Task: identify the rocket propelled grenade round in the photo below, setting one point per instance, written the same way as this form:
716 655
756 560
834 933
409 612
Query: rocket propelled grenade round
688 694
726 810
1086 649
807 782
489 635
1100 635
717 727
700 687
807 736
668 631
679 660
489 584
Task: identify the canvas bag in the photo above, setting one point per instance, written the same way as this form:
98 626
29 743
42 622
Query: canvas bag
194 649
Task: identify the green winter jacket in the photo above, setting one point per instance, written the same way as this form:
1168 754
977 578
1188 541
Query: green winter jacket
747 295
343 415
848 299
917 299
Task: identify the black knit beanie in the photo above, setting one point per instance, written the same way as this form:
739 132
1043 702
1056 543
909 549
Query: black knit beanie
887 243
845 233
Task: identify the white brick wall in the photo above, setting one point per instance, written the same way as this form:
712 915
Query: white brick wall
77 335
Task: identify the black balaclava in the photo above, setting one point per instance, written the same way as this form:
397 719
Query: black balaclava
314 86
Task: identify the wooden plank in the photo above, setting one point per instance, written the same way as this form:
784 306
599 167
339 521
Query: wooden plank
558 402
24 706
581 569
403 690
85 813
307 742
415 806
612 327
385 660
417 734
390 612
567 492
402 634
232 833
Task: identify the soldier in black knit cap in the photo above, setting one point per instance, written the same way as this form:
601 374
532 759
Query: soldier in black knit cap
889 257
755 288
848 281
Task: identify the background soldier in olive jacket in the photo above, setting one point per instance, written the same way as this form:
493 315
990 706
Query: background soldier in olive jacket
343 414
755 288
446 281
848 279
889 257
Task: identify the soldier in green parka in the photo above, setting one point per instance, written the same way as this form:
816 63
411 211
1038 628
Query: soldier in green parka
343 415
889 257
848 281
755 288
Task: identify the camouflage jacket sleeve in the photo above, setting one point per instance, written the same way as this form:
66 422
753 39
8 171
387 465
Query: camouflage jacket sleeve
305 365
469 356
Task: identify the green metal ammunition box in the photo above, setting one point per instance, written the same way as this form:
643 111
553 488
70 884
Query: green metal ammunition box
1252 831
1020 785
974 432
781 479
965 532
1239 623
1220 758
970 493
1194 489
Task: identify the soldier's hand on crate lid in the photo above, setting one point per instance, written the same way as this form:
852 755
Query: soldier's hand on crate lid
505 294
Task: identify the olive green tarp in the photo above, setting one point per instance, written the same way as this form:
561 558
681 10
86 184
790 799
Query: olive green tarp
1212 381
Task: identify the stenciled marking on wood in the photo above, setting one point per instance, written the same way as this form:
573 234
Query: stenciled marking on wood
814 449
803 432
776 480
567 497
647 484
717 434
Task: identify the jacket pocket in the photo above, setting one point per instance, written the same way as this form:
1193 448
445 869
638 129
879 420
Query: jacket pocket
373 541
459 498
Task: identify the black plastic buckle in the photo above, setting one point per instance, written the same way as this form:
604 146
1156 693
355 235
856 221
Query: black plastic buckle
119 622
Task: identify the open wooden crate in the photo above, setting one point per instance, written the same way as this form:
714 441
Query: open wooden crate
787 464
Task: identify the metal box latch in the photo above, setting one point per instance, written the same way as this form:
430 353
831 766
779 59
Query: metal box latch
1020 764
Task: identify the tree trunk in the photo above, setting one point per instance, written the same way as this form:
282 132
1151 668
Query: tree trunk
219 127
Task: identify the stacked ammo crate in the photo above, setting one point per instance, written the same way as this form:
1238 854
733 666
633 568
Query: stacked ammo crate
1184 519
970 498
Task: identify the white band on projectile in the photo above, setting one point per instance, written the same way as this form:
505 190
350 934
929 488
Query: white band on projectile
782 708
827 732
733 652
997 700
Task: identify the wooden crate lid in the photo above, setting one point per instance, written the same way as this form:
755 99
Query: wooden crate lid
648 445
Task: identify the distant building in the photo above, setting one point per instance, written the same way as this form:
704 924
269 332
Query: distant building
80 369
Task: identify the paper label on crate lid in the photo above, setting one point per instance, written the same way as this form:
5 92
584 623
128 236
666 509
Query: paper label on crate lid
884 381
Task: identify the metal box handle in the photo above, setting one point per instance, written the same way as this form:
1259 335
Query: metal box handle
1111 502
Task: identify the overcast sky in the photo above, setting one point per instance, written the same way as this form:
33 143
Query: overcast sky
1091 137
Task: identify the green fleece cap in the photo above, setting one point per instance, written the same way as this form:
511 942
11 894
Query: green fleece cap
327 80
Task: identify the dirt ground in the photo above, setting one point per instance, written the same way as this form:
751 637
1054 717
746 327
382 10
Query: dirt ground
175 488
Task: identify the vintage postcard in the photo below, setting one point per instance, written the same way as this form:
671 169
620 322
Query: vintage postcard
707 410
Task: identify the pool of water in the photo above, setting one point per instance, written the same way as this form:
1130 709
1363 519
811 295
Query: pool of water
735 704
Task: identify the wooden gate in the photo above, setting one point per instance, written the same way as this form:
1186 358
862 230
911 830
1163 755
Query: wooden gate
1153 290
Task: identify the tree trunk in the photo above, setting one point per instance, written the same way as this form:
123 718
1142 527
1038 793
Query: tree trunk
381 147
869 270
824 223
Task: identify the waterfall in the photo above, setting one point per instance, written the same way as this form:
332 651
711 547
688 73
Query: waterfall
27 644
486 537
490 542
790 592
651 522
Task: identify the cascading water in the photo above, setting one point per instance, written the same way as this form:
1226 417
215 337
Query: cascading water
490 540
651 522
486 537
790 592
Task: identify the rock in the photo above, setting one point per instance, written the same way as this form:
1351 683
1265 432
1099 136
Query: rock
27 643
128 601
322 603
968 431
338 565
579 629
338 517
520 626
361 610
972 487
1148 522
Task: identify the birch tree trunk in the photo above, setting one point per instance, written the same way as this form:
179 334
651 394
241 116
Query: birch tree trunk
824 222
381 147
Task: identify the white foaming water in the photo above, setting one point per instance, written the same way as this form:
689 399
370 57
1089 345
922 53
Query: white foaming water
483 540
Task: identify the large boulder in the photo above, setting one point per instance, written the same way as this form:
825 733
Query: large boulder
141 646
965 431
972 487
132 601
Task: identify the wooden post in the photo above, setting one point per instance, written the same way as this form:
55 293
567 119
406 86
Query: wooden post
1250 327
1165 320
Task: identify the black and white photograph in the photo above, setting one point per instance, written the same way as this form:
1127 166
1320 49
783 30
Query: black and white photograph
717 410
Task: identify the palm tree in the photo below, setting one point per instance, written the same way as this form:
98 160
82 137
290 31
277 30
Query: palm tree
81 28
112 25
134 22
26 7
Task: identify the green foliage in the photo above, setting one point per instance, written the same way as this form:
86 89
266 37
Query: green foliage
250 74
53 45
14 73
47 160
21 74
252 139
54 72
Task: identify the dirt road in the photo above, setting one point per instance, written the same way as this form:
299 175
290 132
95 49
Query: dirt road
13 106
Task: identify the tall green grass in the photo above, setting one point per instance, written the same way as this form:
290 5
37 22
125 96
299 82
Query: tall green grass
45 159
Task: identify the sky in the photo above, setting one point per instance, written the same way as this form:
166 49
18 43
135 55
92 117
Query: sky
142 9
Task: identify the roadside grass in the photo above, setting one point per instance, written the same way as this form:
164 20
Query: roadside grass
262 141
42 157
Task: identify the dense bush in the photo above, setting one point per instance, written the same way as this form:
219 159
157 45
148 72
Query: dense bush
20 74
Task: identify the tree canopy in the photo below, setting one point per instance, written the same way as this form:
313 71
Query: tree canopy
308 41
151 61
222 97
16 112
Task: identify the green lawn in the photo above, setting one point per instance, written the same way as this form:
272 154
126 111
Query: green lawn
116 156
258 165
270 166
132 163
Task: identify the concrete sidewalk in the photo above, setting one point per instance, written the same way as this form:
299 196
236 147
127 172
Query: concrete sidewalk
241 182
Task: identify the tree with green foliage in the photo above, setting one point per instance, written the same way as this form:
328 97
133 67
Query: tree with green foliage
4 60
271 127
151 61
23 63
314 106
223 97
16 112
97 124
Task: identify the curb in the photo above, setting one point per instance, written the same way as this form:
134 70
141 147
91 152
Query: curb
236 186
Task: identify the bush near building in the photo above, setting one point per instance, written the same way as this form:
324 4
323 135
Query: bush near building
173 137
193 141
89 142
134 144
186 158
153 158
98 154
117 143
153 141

◆ **What is required**
Extract the closing run of lines, starting with the one containing "Task: identify the green lawn" and ending at the last, exactly as written.

◆ **Answer below**
Task: identify the green lawn in the photo above, setting one point per instance, written the same way as this form:
272 154
126 111
Query: green lawn
116 156
258 165
270 166
132 163
Task: identify the concrete sidewalk in the photo above, setting one point per instance, written the same way as this form:
299 196
236 147
127 172
Query: concrete sidewalk
241 182
Task: identify the tree with green foliage in the photo above, setting one point per instance, written the same way as this form:
328 97
133 67
Query: tree with green foliage
4 60
271 127
151 61
23 63
314 106
223 97
16 112
97 124
Task: identify the curb in the photo above, setting one point per instance, written the same way as this form:
134 70
141 147
91 152
Query: curb
236 186
Task: identify the bush near building in the photo above, setting one point per instance, written the same way as this form:
324 4
323 135
Query: bush near building
173 137
193 141
89 142
134 144
186 158
153 158
98 154
117 143
153 141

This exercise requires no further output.